## Activity A
In the match report, which Bayern player scored the opening goal, and in which minute?
## Activity B
Continue the match report on Bayern and Hamburg, picking up after its final sentence.

## Excerpt provided
============================================================

Party-poopers Hamburg took the gloss off Jürgen Klinsmann’s debut as a Bundesliga coach, coming back from two down to cancel out Bayern’s cracking start.
The 69,000 capacity crowd at the Allianz Arena was amply rewarded for braving a rainy night in Munich, cheering before kick-off as Ottmar Hitzfeld and Franck Ribery accepted Coach and Player of the Year awards, singing along to Britain's Got Talent discovery Paul Potts in a signature rendition of Nessun Dorma, and erupting on 12 minutes when Bastian Schweinsteiger thumped the champions into the lead.
Lukas Podolski doubled the advantage from the spot four minutes later, but the lively visitors pulled one back midway through the first half courtesy of former Red Paolo Guerrero. Poldi blasted over when scoring looked easier and Ivica Olic smacked a volley against the post in an explosive opening to the second period, but another ex-FCB man Piotr Trochowski levelled it up on the hour with the game’s second penalty.

============================================================

## Data shown
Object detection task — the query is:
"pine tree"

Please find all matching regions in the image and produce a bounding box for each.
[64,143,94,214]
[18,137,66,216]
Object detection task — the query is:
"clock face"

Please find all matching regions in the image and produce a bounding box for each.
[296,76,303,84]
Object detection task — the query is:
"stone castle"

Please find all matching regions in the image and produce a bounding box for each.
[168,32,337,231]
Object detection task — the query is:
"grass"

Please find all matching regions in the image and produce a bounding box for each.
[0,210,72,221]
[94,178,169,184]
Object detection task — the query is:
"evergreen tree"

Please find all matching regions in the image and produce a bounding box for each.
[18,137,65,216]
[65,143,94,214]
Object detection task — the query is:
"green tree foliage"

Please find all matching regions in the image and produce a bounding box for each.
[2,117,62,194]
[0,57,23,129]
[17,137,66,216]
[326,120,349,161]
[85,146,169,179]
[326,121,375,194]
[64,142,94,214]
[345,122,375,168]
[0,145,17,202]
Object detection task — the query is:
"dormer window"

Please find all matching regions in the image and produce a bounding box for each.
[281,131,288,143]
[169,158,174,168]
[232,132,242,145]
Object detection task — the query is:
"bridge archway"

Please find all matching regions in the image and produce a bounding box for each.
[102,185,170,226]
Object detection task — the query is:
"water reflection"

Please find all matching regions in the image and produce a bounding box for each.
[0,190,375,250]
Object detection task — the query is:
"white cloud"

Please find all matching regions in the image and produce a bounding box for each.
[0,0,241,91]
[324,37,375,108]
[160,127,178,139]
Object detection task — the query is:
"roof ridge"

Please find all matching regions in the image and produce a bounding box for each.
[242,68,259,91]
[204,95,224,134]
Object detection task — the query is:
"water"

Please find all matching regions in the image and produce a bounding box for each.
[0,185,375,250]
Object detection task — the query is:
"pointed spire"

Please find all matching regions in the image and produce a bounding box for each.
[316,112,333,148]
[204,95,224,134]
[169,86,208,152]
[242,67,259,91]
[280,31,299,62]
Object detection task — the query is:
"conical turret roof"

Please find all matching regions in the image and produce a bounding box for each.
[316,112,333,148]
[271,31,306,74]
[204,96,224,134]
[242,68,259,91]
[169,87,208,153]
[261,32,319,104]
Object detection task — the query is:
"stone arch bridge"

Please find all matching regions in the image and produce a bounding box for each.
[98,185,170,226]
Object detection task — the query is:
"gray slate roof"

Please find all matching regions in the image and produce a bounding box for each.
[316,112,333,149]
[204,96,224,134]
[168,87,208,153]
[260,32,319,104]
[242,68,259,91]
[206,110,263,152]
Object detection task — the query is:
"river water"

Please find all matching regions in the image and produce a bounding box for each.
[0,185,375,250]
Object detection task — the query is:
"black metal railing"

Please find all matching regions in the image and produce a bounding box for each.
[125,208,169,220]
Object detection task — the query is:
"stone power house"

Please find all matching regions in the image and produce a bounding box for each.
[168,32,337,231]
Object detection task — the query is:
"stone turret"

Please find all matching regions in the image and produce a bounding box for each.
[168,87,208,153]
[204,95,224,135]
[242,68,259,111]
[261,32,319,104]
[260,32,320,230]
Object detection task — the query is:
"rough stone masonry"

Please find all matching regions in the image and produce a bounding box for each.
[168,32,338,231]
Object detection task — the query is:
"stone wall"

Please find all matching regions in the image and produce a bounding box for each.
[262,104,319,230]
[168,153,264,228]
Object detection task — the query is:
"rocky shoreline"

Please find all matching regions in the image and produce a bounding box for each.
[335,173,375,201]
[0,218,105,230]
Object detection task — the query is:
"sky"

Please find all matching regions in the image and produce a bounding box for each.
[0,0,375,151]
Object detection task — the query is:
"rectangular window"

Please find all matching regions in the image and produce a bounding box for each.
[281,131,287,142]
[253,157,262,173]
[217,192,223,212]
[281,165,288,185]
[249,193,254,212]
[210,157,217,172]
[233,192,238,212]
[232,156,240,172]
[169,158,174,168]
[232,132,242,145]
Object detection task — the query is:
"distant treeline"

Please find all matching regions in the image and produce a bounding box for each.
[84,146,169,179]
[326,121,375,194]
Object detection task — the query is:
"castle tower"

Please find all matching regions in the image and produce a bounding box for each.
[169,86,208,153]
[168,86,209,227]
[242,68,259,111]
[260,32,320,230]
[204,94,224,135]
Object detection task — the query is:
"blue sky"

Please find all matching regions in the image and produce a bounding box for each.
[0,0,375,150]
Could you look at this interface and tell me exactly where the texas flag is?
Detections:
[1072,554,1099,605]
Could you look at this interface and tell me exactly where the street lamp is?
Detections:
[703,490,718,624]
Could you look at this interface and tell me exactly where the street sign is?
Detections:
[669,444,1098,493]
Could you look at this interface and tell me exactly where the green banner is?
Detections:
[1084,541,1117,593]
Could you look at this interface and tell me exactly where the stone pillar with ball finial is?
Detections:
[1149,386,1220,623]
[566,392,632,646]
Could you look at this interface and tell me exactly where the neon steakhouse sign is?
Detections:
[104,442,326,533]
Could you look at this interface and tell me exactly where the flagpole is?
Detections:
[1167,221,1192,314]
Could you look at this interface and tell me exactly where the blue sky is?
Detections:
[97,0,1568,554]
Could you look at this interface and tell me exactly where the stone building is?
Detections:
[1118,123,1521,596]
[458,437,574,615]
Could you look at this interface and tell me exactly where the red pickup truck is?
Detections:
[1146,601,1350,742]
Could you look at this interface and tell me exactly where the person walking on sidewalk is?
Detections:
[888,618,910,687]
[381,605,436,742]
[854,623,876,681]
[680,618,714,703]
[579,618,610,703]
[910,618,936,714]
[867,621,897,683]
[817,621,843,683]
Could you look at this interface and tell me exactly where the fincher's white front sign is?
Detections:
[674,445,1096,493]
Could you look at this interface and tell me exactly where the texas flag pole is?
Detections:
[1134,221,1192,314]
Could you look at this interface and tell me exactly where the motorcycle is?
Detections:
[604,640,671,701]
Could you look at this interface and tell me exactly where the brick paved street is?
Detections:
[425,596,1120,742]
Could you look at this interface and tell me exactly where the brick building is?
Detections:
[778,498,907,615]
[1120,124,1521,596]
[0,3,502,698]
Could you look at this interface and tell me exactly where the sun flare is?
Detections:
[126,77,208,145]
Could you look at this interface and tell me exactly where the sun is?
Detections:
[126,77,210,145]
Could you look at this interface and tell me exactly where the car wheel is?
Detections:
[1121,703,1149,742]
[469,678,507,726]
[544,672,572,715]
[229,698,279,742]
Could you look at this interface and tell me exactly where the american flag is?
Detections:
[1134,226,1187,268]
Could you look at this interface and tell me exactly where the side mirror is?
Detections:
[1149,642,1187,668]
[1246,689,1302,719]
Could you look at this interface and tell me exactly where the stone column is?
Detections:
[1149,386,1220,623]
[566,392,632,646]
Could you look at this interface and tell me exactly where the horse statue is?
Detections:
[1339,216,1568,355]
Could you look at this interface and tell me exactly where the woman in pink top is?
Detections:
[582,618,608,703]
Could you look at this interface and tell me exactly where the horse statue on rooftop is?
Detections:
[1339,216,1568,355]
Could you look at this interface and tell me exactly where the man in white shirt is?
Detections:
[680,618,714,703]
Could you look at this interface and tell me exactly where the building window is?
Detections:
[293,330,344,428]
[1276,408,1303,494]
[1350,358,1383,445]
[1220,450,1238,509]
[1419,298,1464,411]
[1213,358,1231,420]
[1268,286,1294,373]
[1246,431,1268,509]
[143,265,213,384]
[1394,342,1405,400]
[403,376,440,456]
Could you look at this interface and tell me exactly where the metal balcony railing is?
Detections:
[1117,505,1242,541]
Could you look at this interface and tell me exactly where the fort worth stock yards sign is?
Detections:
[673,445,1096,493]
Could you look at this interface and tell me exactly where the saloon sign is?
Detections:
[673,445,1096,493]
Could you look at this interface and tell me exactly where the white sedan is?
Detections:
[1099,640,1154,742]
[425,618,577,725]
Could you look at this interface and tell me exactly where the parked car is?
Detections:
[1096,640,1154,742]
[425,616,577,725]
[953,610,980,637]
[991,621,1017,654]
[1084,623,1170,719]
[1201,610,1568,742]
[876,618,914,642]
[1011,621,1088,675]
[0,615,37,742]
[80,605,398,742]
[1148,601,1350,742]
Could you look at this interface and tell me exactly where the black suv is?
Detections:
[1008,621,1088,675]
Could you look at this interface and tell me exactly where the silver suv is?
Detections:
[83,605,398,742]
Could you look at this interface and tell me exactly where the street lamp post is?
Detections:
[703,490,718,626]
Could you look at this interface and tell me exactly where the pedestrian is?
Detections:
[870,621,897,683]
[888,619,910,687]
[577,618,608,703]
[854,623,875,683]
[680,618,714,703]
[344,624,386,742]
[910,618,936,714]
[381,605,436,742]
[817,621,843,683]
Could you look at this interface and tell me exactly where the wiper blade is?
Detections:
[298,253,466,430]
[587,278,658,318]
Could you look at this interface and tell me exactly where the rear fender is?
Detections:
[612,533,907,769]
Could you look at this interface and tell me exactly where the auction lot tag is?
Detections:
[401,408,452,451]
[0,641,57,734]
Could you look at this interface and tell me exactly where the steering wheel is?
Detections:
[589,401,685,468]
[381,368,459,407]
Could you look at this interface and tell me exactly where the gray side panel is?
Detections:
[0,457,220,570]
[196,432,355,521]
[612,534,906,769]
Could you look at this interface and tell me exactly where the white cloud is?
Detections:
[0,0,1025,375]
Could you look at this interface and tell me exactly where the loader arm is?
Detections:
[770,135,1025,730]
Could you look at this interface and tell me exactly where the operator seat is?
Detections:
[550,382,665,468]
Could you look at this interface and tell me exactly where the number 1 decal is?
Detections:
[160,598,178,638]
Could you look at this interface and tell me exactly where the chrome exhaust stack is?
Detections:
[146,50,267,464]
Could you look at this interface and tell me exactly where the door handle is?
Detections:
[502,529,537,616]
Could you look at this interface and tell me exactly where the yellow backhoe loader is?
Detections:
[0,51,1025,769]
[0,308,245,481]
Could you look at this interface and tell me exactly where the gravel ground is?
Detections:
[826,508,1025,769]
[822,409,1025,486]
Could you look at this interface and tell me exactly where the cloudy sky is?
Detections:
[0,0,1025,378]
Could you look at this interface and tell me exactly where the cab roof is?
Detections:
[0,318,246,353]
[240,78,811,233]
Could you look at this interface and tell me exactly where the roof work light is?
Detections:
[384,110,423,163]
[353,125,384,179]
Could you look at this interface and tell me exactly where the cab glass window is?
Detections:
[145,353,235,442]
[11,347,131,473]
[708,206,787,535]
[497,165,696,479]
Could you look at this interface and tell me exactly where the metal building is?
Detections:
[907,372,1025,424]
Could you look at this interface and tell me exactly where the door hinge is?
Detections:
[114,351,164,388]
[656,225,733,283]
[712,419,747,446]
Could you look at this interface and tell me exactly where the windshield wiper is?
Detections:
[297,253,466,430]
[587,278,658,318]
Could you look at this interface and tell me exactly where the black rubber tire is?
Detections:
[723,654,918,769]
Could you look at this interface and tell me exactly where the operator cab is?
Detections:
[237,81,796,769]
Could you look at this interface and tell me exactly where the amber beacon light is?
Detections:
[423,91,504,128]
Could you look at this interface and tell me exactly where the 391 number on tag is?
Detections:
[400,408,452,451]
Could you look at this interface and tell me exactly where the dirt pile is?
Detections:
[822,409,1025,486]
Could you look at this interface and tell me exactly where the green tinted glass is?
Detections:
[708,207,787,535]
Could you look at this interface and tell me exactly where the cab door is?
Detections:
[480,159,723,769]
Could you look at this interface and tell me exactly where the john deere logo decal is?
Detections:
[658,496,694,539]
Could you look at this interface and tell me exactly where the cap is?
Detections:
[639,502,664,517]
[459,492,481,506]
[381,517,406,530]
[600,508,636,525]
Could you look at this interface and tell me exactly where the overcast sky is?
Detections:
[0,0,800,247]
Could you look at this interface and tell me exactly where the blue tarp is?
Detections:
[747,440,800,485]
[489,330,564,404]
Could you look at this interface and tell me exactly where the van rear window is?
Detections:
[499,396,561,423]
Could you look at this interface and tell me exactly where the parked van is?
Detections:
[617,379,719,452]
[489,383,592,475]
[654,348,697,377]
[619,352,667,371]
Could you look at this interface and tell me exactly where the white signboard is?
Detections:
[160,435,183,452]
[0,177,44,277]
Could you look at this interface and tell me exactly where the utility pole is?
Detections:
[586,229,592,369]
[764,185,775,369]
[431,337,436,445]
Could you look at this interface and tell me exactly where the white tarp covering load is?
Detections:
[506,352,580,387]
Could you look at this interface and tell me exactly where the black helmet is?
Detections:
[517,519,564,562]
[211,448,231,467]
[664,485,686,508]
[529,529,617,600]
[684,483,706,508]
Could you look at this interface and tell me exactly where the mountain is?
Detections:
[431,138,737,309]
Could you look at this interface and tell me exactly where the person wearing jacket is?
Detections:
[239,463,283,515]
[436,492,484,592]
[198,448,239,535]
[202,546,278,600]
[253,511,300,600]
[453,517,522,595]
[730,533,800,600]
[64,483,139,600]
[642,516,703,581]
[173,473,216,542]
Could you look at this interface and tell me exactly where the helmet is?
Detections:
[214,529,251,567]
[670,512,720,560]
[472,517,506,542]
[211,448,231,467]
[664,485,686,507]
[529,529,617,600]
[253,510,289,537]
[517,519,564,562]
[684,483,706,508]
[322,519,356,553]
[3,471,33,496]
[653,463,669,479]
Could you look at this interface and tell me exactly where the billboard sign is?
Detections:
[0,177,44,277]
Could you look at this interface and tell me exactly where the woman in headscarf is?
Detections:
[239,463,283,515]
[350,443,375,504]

============================================================

## Exercise output A
Bastian Schweinsteiger scored the opening goal in the 12th minute.

## Exercise output B
Makeshift line-up
Klinsmann made one change to the team which beat Erfurt in the Cup last week, restoring Bastian Schweinsteiger on the right flank after Hamit Altintop failed to shake off an ankle problem. That duly meant a first home start for gifted 18-year-old schemer Toni Kroos in the hole behind front pairing Podolski and Miro Klose.
New signing Tim Borowski was fit enough for the bench but not to start, and with Luca Toni, Franck Ribéry, Willy Sagnol, Martin Demichelis, Hans-Jörg Butt, José Ernesto Sosa and Breno all unavailable, the matchday squad was still a man short of the permitted 18 even with the inclusion of two reserves.
New Hamburg boss Martin Jol, briefly on the books at Bayern in the late 70s, picked three former FCB men in his first Bundesliga starting line-up, skipper David Jarolim, striker Guerrero and midfielder Trochowski.